WORK INSTRUCTIONS: Gather every line of the records below that contains the word "Provide", and copy each such line in full.

Stored records:
------------------------

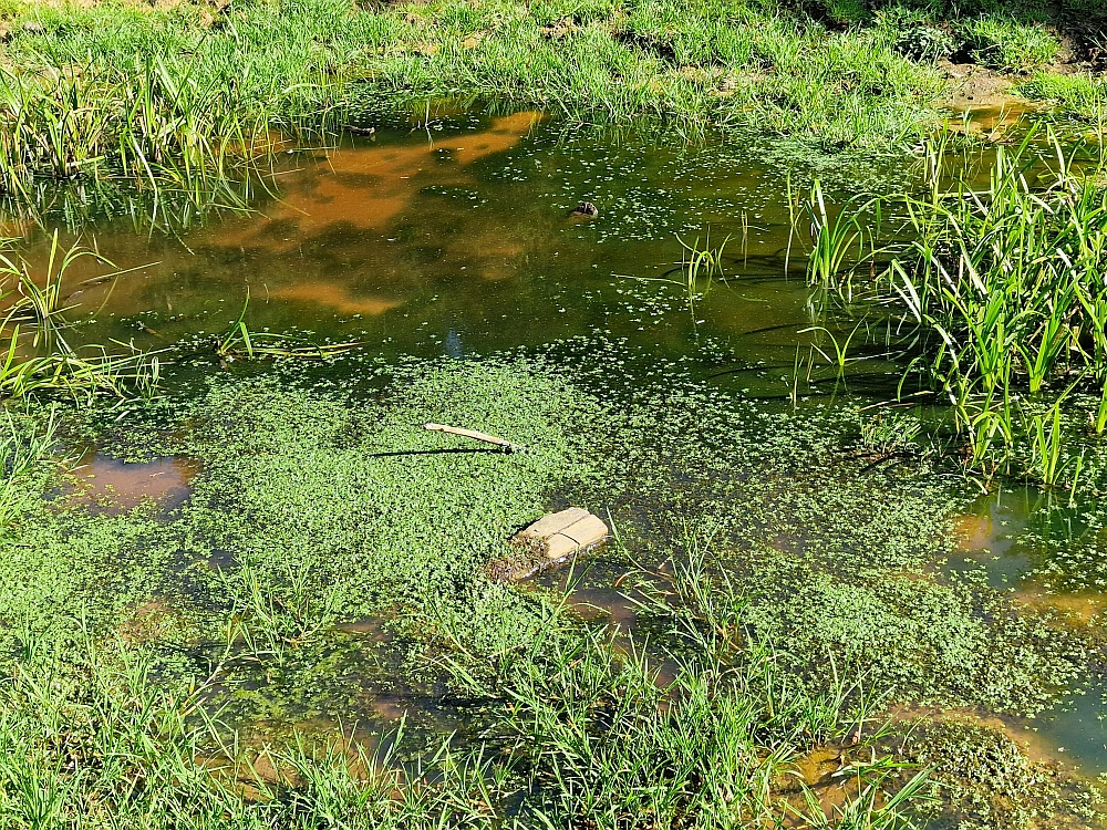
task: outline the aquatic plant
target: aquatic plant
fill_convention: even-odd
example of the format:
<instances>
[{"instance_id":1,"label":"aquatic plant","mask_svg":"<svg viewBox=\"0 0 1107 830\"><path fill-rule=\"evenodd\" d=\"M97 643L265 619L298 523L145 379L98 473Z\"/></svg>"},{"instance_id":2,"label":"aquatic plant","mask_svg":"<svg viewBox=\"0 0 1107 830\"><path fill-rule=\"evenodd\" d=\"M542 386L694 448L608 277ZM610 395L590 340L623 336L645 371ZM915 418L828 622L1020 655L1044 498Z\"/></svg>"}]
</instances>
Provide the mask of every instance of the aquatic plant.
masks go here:
<instances>
[{"instance_id":1,"label":"aquatic plant","mask_svg":"<svg viewBox=\"0 0 1107 830\"><path fill-rule=\"evenodd\" d=\"M1017 402L1064 397L1069 388L1103 396L1107 190L1098 180L1101 156L1077 162L1082 149L1051 135L1049 165L1034 142L1032 131L1014 149L997 147L985 188L964 177L941 185L945 145L933 145L925 195L888 199L904 225L868 246L870 257L879 251L888 264L878 272L872 259L859 267L816 247L809 269L841 300L851 300L861 281L867 299L890 310L906 364L900 394L949 402L971 468L991 474L1023 466L1059 484L1059 411L1051 416L1052 432L1042 422L1027 433ZM861 211L844 210L835 227L856 224L879 240L876 214L869 225ZM852 245L860 234L826 237ZM1024 435L1033 436L1031 444ZM1016 445L1031 448L1028 460Z\"/></svg>"},{"instance_id":2,"label":"aquatic plant","mask_svg":"<svg viewBox=\"0 0 1107 830\"><path fill-rule=\"evenodd\" d=\"M246 312L250 305L249 291L242 302L238 319L230 324L223 335L215 340L215 353L219 363L226 367L236 357L247 360L262 357L330 357L356 349L356 342L323 343L317 345L304 338L293 334L276 334L273 332L251 332L246 324Z\"/></svg>"},{"instance_id":3,"label":"aquatic plant","mask_svg":"<svg viewBox=\"0 0 1107 830\"><path fill-rule=\"evenodd\" d=\"M51 240L45 273L38 280L31 266L10 253L0 252L0 279L14 288L0 299L8 308L0 319L0 336L8 340L0 354L0 395L23 397L34 392L64 392L91 398L106 392L117 397L133 393L152 394L161 377L161 362L132 346L127 353L110 353L101 345L72 346L66 331L73 323L66 318L62 281L72 264L83 257L99 255L74 245L62 251L58 232ZM43 284L40 286L39 281Z\"/></svg>"}]
</instances>

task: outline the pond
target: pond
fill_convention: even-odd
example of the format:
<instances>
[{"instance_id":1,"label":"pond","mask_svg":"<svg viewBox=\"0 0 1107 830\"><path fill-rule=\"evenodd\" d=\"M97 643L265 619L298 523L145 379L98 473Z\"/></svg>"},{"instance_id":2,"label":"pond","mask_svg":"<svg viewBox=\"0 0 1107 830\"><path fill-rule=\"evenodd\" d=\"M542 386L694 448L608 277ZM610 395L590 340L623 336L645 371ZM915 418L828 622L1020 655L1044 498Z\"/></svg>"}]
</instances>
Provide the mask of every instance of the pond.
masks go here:
<instances>
[{"instance_id":1,"label":"pond","mask_svg":"<svg viewBox=\"0 0 1107 830\"><path fill-rule=\"evenodd\" d=\"M276 191L261 193L250 212L228 209L174 235L136 230L126 217L85 228L81 241L115 268L90 258L66 273L72 313L84 320L81 336L154 350L192 341L195 365L217 371L211 341L245 304L251 331L356 341L387 362L602 336L682 363L699 382L756 401L767 413L788 408L797 374L808 372L797 369L805 361L821 383L807 387L804 400L856 409L894 393L899 369L878 353L852 364L840 384L811 351L815 343L826 347L813 326L829 324L805 280L795 227L803 224L796 193L814 172L766 160L763 147L601 139L529 112L446 114L410 131L382 128L332 149L292 154L282 165L272 177ZM869 175L906 181L913 172L892 165ZM583 201L598 216L575 215ZM45 234L29 231L28 260L44 263L49 246ZM708 246L723 246L722 273L690 292L682 264L689 247ZM115 269L122 273L102 279ZM176 510L203 474L184 458L87 460L75 497L110 513L143 499ZM970 485L962 489L971 492ZM960 549L935 550L931 567L975 574L1028 608L1053 609L1098 632L1101 592L1057 587L1042 575L1043 561L1048 566L1064 539L1087 528L1061 528L1065 518L1043 511L1042 498L1030 488L977 499L951 517ZM1043 522L1054 531L1041 532ZM577 589L583 616L633 629L634 610L615 587L625 567L618 557L597 560ZM348 621L341 631L391 640L374 619ZM346 664L340 674L350 710L318 714L301 726L327 728L350 712L394 723L421 707L442 730L465 724L464 707L399 679L402 663L391 655ZM1104 687L1084 679L1092 684L1087 694L1034 719L1004 715L1000 723L1033 751L1094 776L1107 772Z\"/></svg>"}]
</instances>

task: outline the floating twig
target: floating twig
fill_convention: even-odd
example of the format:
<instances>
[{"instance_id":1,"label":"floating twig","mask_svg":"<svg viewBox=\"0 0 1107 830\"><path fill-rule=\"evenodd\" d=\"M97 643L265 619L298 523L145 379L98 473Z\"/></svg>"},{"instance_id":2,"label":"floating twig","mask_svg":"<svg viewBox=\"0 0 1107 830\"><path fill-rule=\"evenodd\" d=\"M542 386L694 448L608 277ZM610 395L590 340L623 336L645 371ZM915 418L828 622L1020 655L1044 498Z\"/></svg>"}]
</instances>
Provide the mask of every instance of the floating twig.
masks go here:
<instances>
[{"instance_id":1,"label":"floating twig","mask_svg":"<svg viewBox=\"0 0 1107 830\"><path fill-rule=\"evenodd\" d=\"M449 433L451 435L461 435L464 438L473 438L473 440L483 440L486 444L495 444L497 447L501 447L505 453L523 452L523 447L518 444L487 433L478 433L476 429L463 429L459 426L446 426L445 424L427 424L426 428L432 433Z\"/></svg>"}]
</instances>

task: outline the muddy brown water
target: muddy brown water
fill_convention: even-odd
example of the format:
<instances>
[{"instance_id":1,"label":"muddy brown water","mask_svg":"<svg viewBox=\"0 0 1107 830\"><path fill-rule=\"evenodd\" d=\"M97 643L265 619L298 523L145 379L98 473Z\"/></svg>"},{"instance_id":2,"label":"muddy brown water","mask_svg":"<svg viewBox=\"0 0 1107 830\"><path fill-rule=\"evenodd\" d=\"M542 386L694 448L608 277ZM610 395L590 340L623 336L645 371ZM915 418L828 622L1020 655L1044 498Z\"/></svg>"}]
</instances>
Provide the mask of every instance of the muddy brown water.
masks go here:
<instances>
[{"instance_id":1,"label":"muddy brown water","mask_svg":"<svg viewBox=\"0 0 1107 830\"><path fill-rule=\"evenodd\" d=\"M786 174L741 147L597 143L524 112L382 131L294 155L276 181L279 196L259 197L256 212L228 212L176 236L136 232L122 219L84 229L80 240L126 272L104 280L113 268L82 259L66 273L81 336L144 349L210 339L249 297L254 331L358 340L389 359L459 357L601 332L671 357L718 352L715 382L778 398L797 347L809 354L815 336L801 332L811 315ZM571 216L583 200L599 216ZM679 284L680 239L708 237L727 239L727 279L690 303ZM41 267L48 236L30 232L27 241ZM857 371L894 377L878 361ZM142 500L172 509L196 473L187 459L85 461L76 489L101 509ZM982 500L959 520L964 550L950 569L982 568L1027 602L1067 601L1098 615L1100 594L1066 600L1042 593L1028 575L1032 556L1016 539L1033 513L1030 497ZM577 601L582 616L634 624L614 588L581 590ZM359 625L350 633L376 632L374 621ZM1010 726L1033 733L1051 757L1105 771L1105 691ZM420 705L406 689L371 696L384 722Z\"/></svg>"}]
</instances>

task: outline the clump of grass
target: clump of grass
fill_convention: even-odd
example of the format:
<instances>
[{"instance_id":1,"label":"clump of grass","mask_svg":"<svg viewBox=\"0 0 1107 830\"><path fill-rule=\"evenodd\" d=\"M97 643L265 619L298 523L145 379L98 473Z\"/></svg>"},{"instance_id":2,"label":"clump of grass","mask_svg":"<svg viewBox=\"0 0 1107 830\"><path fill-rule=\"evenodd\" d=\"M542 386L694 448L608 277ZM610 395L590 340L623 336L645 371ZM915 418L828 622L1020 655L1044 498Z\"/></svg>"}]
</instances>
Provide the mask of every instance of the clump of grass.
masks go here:
<instances>
[{"instance_id":1,"label":"clump of grass","mask_svg":"<svg viewBox=\"0 0 1107 830\"><path fill-rule=\"evenodd\" d=\"M161 377L156 355L133 347L130 353L111 354L104 346L70 344L68 331L73 323L66 318L62 282L83 257L96 255L80 246L62 251L55 231L46 270L35 279L25 261L0 252L0 278L6 288L13 283L0 297L8 301L0 319L0 336L8 341L0 355L0 395L63 392L91 400L101 393L127 397L156 388Z\"/></svg>"},{"instance_id":2,"label":"clump of grass","mask_svg":"<svg viewBox=\"0 0 1107 830\"><path fill-rule=\"evenodd\" d=\"M1047 166L1032 141L997 148L985 188L963 178L940 184L942 151L934 151L929 194L897 206L912 241L881 247L879 226L866 225L867 269L818 256L809 268L820 286L852 291L862 280L901 310L894 326L912 333L903 340L909 365L900 392L949 402L971 468L1022 465L1048 485L1072 485L1079 466L1062 459L1061 411L1043 419L1020 401L1073 390L1103 396L1107 388L1107 297L1098 276L1107 267L1107 191L1095 163L1075 164L1076 151L1053 137ZM869 221L849 217L847 227ZM878 257L890 260L880 273ZM1107 417L1095 424L1103 432Z\"/></svg>"},{"instance_id":3,"label":"clump of grass","mask_svg":"<svg viewBox=\"0 0 1107 830\"><path fill-rule=\"evenodd\" d=\"M1061 51L1061 41L1044 27L1002 14L984 14L959 29L979 63L1002 71L1037 69Z\"/></svg>"},{"instance_id":4,"label":"clump of grass","mask_svg":"<svg viewBox=\"0 0 1107 830\"><path fill-rule=\"evenodd\" d=\"M1030 80L1018 84L1018 91L1028 98L1045 101L1062 113L1093 124L1101 123L1107 112L1107 82L1092 73L1035 72Z\"/></svg>"},{"instance_id":5,"label":"clump of grass","mask_svg":"<svg viewBox=\"0 0 1107 830\"><path fill-rule=\"evenodd\" d=\"M527 758L528 789L546 821L834 826L795 774L806 753L829 746L845 796L832 818L906 826L902 809L925 774L904 778L902 765L871 754L879 696L840 677L818 692L789 682L774 649L743 625L746 602L702 566L679 566L663 587L635 583L643 611L672 624L672 679L662 681L633 641L617 650L614 632L566 636L556 618L509 665L485 667L498 677L492 689L452 661L466 688L494 691L509 705L511 751ZM465 657L468 666L483 662ZM851 780L856 796L846 795Z\"/></svg>"},{"instance_id":6,"label":"clump of grass","mask_svg":"<svg viewBox=\"0 0 1107 830\"><path fill-rule=\"evenodd\" d=\"M317 345L303 338L291 334L250 331L246 323L246 312L250 305L249 293L242 303L242 310L230 328L215 340L215 353L224 367L236 359L246 360L263 357L332 357L358 347L356 342L327 343Z\"/></svg>"}]
</instances>

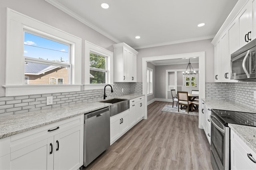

------------------------

EXERCISE OUTPUT:
Provide the mask of every instance of the aquatic plant.
Provide the mask of every instance of the pond.
Provide the mask of every instance of the floating twig.
Provide the mask of every instance of the muddy brown water.
Provide the mask of every instance of the clump of grass.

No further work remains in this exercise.